**WORK INSTRUCTIONS**
Pick out the lines below that include the string "order".

**Saved entries**
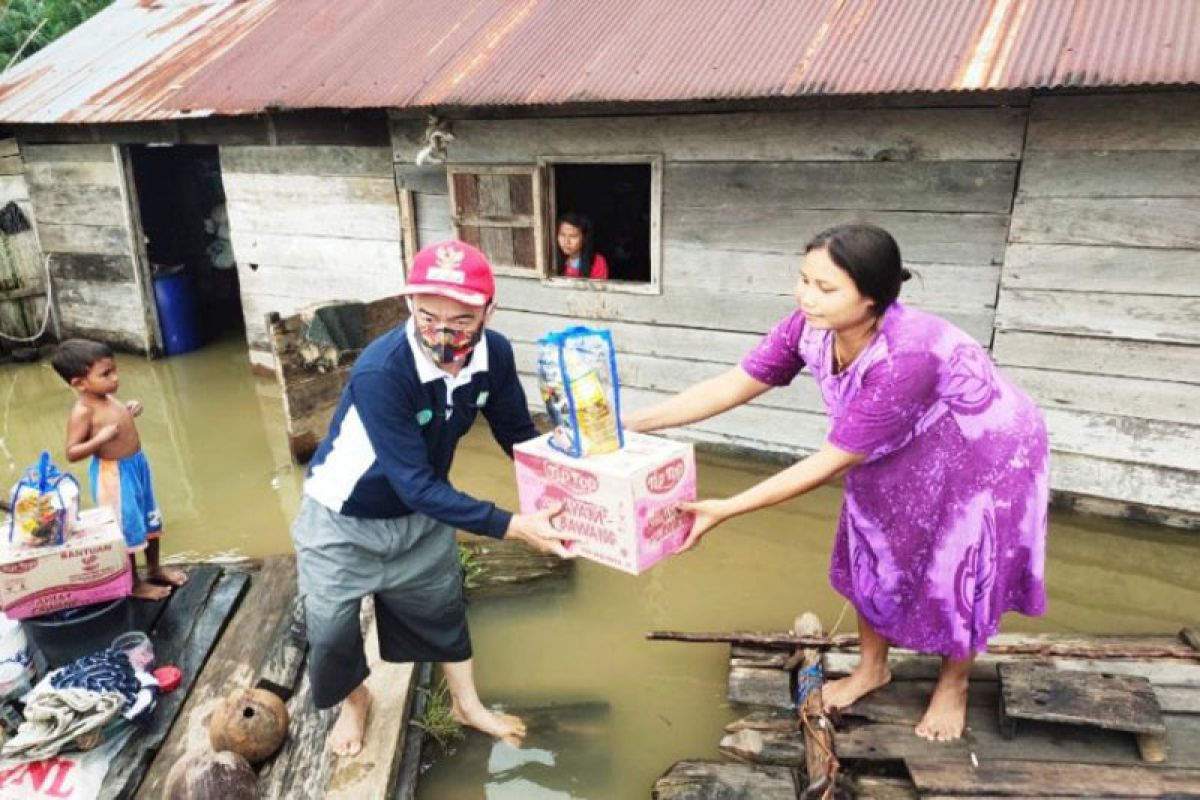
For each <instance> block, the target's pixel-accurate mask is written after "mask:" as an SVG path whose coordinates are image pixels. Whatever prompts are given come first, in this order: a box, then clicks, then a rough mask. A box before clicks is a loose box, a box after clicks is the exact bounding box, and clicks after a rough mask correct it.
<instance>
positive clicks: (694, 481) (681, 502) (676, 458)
mask: <svg viewBox="0 0 1200 800" xmlns="http://www.w3.org/2000/svg"><path fill="white" fill-rule="evenodd" d="M548 438H550V437H548V434H547V435H544V437H539V438H538V439H530V440H529V441H526V443H523V444H520V445H517V446H516V447H515V449H514V457H515V461H516V470H517V491H518V493H520V497H521V511H522V512H524V513H529V512H533V511H539V510H541V509H545V507H547V506H550V505H552V504H554V503H562V504H563V506H564V511H563V513H562V515H560V516H559V517H558V518H557V519H556V525H557V527H558V528H560V529H563V530H565V531H569V533H572V534H575V535H576V536H577V537H578V541H577V542H575V543H574V545H572V546H571V548H572V551H574V552H575V553H577V554H580V555H582V557H583V558H587V559H590V560H593V561H599V563H600V564H605V565H607V566H612V567H616V569H618V570H623V571H624V572H629V573H632V575H638V573H641V572H644V571H646V570H648V569H649V567H652V566H654V565H655V564H656V563H659V561H661V560H662V559H664V558H666V557H667V555H671V554H672V553H674V552H676V549H678V547H679V546H680V545H682V543H683V540H684V539H685V537H686V535H688V531H689V530H690V528H691V517H690V516H689V515H684V513H679V511H678V510H677V509H676V505H677V504H679V503H683V501H686V500H694V499H696V457H695V452H694V450H692V446H691V445H690V444H685V443H679V441H671V440H668V439H660V438H659V437H648V435H644V434H638V433H629V432H626V433H625V446H624V447H623V449H620V450H618V451H616V452H611V453H604V455H600V456H589V457H587V458H575V457H571V456H568V455H564V453H562V452H559V451H557V450H554V449H553V447H551V446H550V444H548Z"/></svg>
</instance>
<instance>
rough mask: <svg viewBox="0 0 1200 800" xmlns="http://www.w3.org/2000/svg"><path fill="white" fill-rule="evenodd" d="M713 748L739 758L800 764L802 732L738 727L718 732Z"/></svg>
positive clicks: (795, 730) (803, 757)
mask: <svg viewBox="0 0 1200 800" xmlns="http://www.w3.org/2000/svg"><path fill="white" fill-rule="evenodd" d="M716 748H718V750H719V751H720V752H721V753H722V754H725V756H728V757H730V758H733V759H736V760H739V762H746V763H754V764H780V765H785V766H793V768H800V766H804V734H803V733H800V732H799V730H791V732H781V730H776V732H763V730H752V729H744V730H738V732H736V733H731V734H728V735H725V736H722V738H721V741H720V744H718V746H716Z"/></svg>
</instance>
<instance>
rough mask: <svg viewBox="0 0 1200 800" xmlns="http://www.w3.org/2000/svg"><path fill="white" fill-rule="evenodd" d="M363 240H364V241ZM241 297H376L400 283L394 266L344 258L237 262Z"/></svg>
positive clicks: (399, 284)
mask: <svg viewBox="0 0 1200 800" xmlns="http://www.w3.org/2000/svg"><path fill="white" fill-rule="evenodd" d="M364 241H367V240H364ZM238 284H239V289H240V290H241V293H242V296H247V295H271V296H276V297H296V299H300V300H305V301H306V302H314V301H324V300H377V299H379V297H384V296H388V295H394V294H395V293H396V291H397V290H398V289H400V288H401V287H403V285H404V275H403V272H402V271H401V270H400V267H398V266H396V265H392V266H388V265H384V266H382V267H373V266H367V265H361V264H355V263H354V261H352V260H349V259H346V260H341V261H335V263H331V264H326V265H325V266H323V267H319V269H318V267H295V266H292V265H289V264H278V263H271V261H266V260H263V261H239V264H238Z"/></svg>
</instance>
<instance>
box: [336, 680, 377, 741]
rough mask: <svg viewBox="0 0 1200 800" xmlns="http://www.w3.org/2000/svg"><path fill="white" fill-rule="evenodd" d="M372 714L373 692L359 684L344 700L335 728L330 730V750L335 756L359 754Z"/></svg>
mask: <svg viewBox="0 0 1200 800" xmlns="http://www.w3.org/2000/svg"><path fill="white" fill-rule="evenodd" d="M370 716H371V692H368V691H367V687H366V686H364V685H361V684H360V685H359V687H358V688H355V690H354V691H353V692H350V693H349V694H347V696H346V699H344V700H342V710H341V711H340V712H338V715H337V722H335V723H334V729H332V730H330V732H329V752H331V753H334V756H340V757H341V756H358V754H359V752H360V751H361V750H362V735H364V734H365V733H366V729H367V720H368V718H370Z"/></svg>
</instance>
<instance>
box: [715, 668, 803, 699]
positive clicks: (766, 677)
mask: <svg viewBox="0 0 1200 800" xmlns="http://www.w3.org/2000/svg"><path fill="white" fill-rule="evenodd" d="M788 680H790V678H788V674H787V672H786V670H784V669H757V668H754V667H731V668H730V676H728V687H727V690H726V696H727V697H728V698H730V700H731V702H733V703H742V704H744V705H768V706H773V708H790V706H791V705H792V698H791V691H790V687H788Z"/></svg>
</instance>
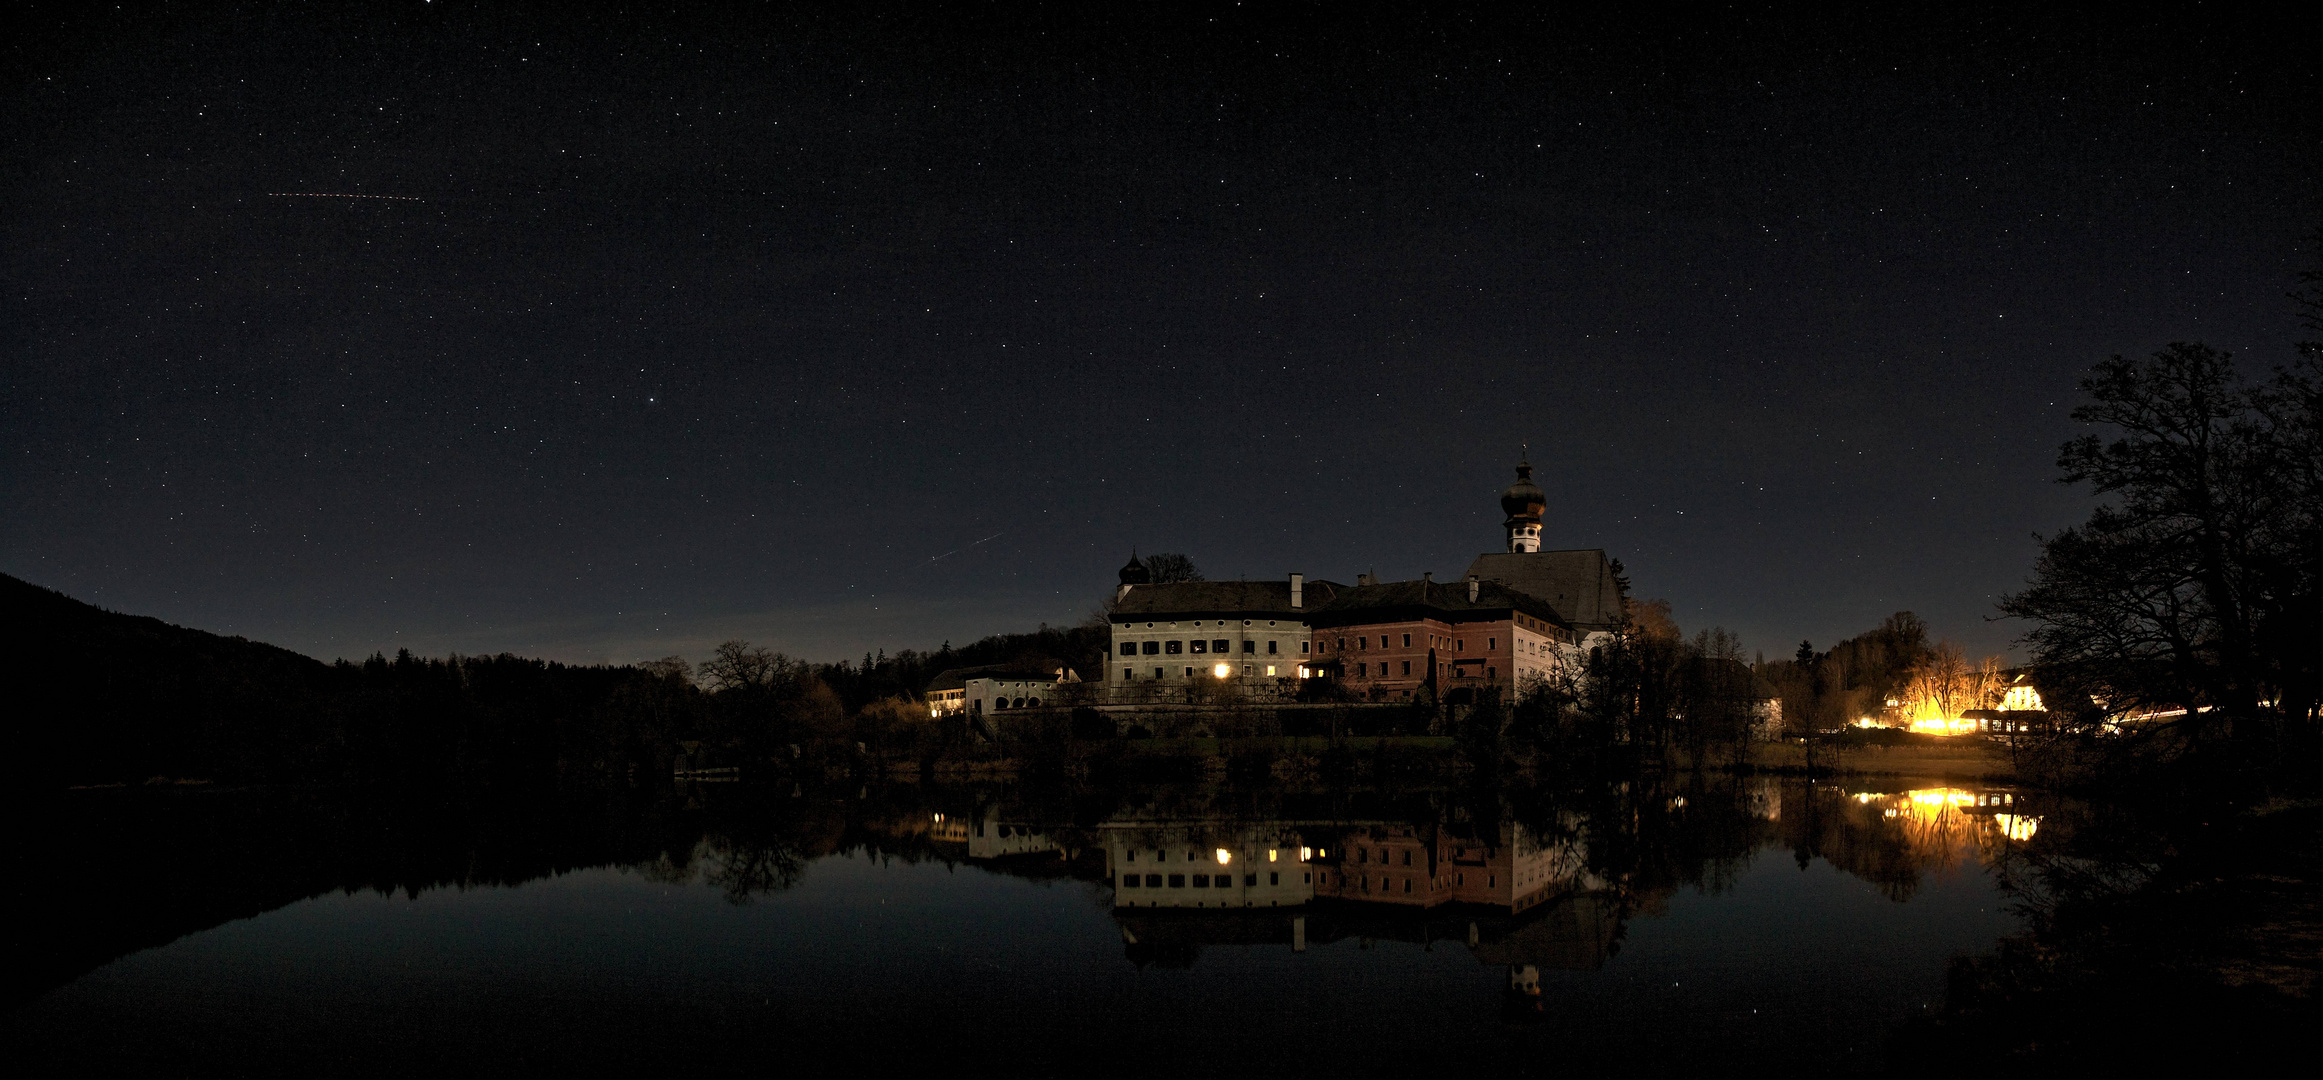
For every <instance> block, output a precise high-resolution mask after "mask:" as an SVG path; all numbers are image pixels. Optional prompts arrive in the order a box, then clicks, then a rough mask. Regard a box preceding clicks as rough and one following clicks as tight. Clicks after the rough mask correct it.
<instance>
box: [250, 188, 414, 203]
mask: <svg viewBox="0 0 2323 1080" xmlns="http://www.w3.org/2000/svg"><path fill="white" fill-rule="evenodd" d="M267 195H272V197H279V200H388V202H423V200H416V197H411V195H339V193H335V190H269V193H267Z"/></svg>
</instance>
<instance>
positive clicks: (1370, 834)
mask: <svg viewBox="0 0 2323 1080" xmlns="http://www.w3.org/2000/svg"><path fill="white" fill-rule="evenodd" d="M1575 836H1577V831H1575ZM1326 850H1329V848H1326ZM1315 862H1317V871H1319V876H1317V880H1315V894H1317V897H1336V899H1352V901H1371V903H1410V906H1419V908H1433V906H1438V903H1489V906H1494V908H1505V910H1526V908H1531V906H1536V903H1542V901H1549V899H1556V897H1561V894H1568V892H1584V890H1596V887H1603V883H1598V880H1596V878H1591V876H1589V869H1587V864H1584V859H1582V845H1580V841H1577V838H1570V836H1566V838H1542V836H1538V834H1533V831H1531V829H1526V827H1522V825H1512V822H1510V825H1501V836H1498V838H1496V841H1491V843H1487V841H1480V838H1461V836H1452V834H1443V831H1436V834H1431V836H1422V834H1419V831H1417V829H1412V827H1410V825H1361V827H1347V829H1343V831H1340V834H1338V843H1336V850H1329V855H1317V859H1315Z"/></svg>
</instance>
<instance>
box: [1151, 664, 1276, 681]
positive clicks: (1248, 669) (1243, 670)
mask: <svg viewBox="0 0 2323 1080" xmlns="http://www.w3.org/2000/svg"><path fill="white" fill-rule="evenodd" d="M1217 667H1227V664H1217ZM1196 671H1201V669H1192V667H1189V669H1185V678H1194V674H1196ZM1210 674H1213V676H1217V678H1227V676H1224V674H1220V671H1215V669H1213V671H1210ZM1243 674H1245V676H1254V674H1259V669H1257V664H1243ZM1266 676H1268V678H1273V676H1275V664H1266ZM1306 676H1308V674H1306V664H1301V667H1299V678H1306ZM1136 678H1138V669H1134V667H1124V669H1122V683H1131V681H1136ZM1155 678H1168V669H1166V667H1157V669H1155Z"/></svg>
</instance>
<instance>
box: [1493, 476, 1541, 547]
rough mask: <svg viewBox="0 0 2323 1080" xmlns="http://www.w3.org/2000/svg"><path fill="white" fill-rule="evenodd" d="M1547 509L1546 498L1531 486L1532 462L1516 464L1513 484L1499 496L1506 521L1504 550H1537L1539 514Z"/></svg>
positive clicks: (1501, 492) (1536, 485) (1539, 533)
mask: <svg viewBox="0 0 2323 1080" xmlns="http://www.w3.org/2000/svg"><path fill="white" fill-rule="evenodd" d="M1545 509H1549V497H1547V495H1542V492H1540V485H1536V483H1533V462H1517V483H1510V485H1508V490H1503V492H1501V511H1503V513H1508V520H1505V523H1501V525H1503V527H1508V550H1512V553H1531V550H1540V511H1545Z"/></svg>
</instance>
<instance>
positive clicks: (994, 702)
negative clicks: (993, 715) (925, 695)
mask: <svg viewBox="0 0 2323 1080" xmlns="http://www.w3.org/2000/svg"><path fill="white" fill-rule="evenodd" d="M1062 683H1080V676H1078V674H1073V669H1071V667H1064V664H1048V662H1038V664H983V667H955V669H950V671H943V674H938V676H936V678H934V681H929V683H927V713H929V715H936V718H943V715H957V713H969V715H985V713H999V711H1008V708H1041V706H1043V704H1050V699H1055V697H1057V685H1062Z"/></svg>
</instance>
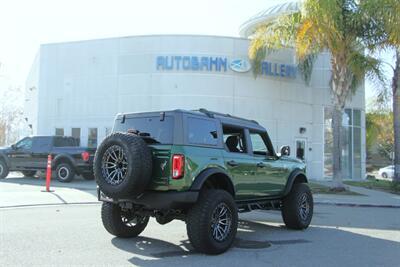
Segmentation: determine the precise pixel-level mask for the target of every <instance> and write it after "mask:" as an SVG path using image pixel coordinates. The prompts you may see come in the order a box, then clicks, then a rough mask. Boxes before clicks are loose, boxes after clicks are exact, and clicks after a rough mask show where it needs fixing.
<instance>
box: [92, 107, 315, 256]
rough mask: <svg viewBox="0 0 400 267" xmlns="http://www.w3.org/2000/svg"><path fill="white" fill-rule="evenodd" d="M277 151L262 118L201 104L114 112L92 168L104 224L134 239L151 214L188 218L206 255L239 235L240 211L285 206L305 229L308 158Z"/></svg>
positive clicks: (157, 217) (308, 191)
mask: <svg viewBox="0 0 400 267" xmlns="http://www.w3.org/2000/svg"><path fill="white" fill-rule="evenodd" d="M289 153H290V149H289V147H287V146H285V147H282V149H281V155H280V156H278V155H277V154H276V153H275V151H274V148H273V145H272V143H271V140H270V139H269V136H268V133H267V131H266V129H265V128H264V127H262V126H261V125H259V124H258V123H257V122H255V121H252V120H247V119H243V118H238V117H234V116H231V115H226V114H221V113H216V112H211V111H207V110H205V109H200V110H199V111H184V110H174V111H166V112H161V113H158V112H149V113H139V114H120V115H117V117H116V120H115V124H114V128H113V133H112V134H111V135H109V136H108V137H106V138H105V139H104V140H103V142H102V143H101V144H100V146H99V147H98V149H97V151H96V156H95V160H94V173H95V178H96V182H97V184H98V198H99V200H101V201H103V204H102V209H101V218H102V222H103V225H104V227H105V229H106V230H107V231H108V232H109V233H111V234H113V235H115V236H118V237H136V236H138V235H139V234H140V233H141V232H142V231H143V230H144V229H145V227H146V225H147V223H148V221H149V217H150V216H152V217H155V218H156V220H157V222H158V223H160V224H166V223H168V222H170V221H172V220H174V219H179V220H183V221H185V222H186V229H187V233H188V237H189V240H190V242H191V244H192V245H193V247H194V248H195V249H196V250H197V251H199V252H202V253H206V254H219V253H223V252H224V251H226V250H227V249H229V247H230V246H231V245H232V243H233V241H234V240H235V236H236V232H237V228H238V212H249V211H252V210H256V209H263V210H271V209H273V210H281V212H282V217H283V221H284V222H285V224H286V226H287V227H288V228H291V229H298V230H301V229H305V228H307V227H308V226H309V224H310V222H311V219H312V215H313V197H312V194H311V191H310V189H309V187H308V185H307V177H306V173H305V170H306V167H305V164H304V162H302V161H300V160H297V159H294V158H290V157H288V156H289Z"/></svg>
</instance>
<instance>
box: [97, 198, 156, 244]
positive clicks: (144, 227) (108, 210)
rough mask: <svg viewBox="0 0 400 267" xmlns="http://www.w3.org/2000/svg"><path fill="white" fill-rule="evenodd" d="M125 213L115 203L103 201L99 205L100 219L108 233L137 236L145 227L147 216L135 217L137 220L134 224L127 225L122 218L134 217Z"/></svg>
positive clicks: (128, 224)
mask: <svg viewBox="0 0 400 267" xmlns="http://www.w3.org/2000/svg"><path fill="white" fill-rule="evenodd" d="M125 216H127V215H125V214H124V212H122V210H121V207H120V206H119V205H117V204H113V203H108V202H103V205H102V206H101V220H102V221H103V226H104V228H105V229H106V230H107V232H109V233H110V234H112V235H114V236H117V237H123V238H130V237H137V236H138V235H140V234H141V233H142V232H143V230H144V229H145V228H146V226H147V224H148V222H149V216H145V217H137V218H136V220H138V222H137V223H136V224H135V225H131V226H129V224H127V223H126V221H125V222H124V221H123V220H129V219H134V217H130V218H127V217H129V216H127V217H125Z"/></svg>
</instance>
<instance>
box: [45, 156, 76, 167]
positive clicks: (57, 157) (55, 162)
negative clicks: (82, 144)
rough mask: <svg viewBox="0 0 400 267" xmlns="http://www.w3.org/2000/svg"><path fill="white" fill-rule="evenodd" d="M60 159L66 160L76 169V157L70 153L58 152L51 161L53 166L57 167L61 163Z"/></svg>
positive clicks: (68, 162) (51, 165) (63, 160)
mask: <svg viewBox="0 0 400 267" xmlns="http://www.w3.org/2000/svg"><path fill="white" fill-rule="evenodd" d="M60 161H66V162H68V163H70V164H71V167H72V168H74V169H75V165H76V164H75V159H74V158H73V157H72V156H71V155H68V154H58V155H56V156H55V157H54V159H52V161H51V168H52V169H55V168H57V165H58V164H59V162H60Z"/></svg>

**EXERCISE RESULT**
For each <instance> block, the target's pixel-accurate mask is written after "mask:" as an SVG path whose coordinates are image pixels. Whatever prompts are given come first, in this order: a box, then clicks, then a rough mask. A box before clicks is a loose box, a box after clicks is the exact bounding box, and clicks after a rough mask correct it.
For every <instance> block, output a precise high-resolution mask after "mask:" as an SVG path; all numbers are image pixels. Optional prompts arrive in the order a box, then clicks, then a rough mask. Regard a box preceding clicks as rough and one following clicks as tight. Clicks after the rough mask correct it.
Segmentation: determine the precise pixel-level mask for the target of every <instance> and write it after "mask:" as an SVG path using image pixel coordinates. The prompts you may see come in the order a box, then clicks, then a rough mask. Boxes before clicks are loose, boxes after clicks are exact, and clicks after a rough mask show where it needs fixing.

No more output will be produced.